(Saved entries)
++++++++
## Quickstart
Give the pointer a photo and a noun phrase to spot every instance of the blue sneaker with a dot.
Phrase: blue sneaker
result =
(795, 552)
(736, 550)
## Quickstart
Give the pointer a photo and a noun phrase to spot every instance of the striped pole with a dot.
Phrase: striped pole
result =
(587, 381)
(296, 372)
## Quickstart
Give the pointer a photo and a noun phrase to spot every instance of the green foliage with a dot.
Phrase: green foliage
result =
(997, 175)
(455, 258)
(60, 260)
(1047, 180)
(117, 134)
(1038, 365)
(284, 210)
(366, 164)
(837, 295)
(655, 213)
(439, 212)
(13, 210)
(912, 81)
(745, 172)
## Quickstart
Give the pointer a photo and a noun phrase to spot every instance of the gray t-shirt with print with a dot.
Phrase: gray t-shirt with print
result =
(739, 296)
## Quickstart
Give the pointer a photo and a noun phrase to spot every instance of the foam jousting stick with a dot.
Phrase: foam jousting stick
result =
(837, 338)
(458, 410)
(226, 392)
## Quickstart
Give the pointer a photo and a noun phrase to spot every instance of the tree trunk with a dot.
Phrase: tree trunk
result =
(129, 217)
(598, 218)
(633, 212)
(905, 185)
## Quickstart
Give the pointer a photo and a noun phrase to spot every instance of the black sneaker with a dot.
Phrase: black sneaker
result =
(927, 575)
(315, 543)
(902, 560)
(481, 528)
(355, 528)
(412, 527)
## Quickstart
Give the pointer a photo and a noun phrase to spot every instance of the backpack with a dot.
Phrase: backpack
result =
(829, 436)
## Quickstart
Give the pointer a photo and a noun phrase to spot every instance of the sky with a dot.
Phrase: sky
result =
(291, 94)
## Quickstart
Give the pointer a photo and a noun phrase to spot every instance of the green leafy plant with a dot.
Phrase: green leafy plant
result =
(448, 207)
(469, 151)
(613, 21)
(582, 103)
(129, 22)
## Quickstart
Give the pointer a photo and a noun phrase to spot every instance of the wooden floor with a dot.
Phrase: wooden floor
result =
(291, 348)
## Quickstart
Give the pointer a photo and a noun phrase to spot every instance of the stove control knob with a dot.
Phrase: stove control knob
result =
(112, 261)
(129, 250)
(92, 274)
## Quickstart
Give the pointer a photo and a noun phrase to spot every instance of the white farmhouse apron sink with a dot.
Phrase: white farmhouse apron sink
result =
++++++++
- **Work instruction**: Copy out the lines of the data where the word "sink" can be found.

- **Task answer**:
Give the pointer a photo and a noun phrase to spot every instance of the white farmhouse apron sink with a dot.
Phrase: white farmhouse apron sink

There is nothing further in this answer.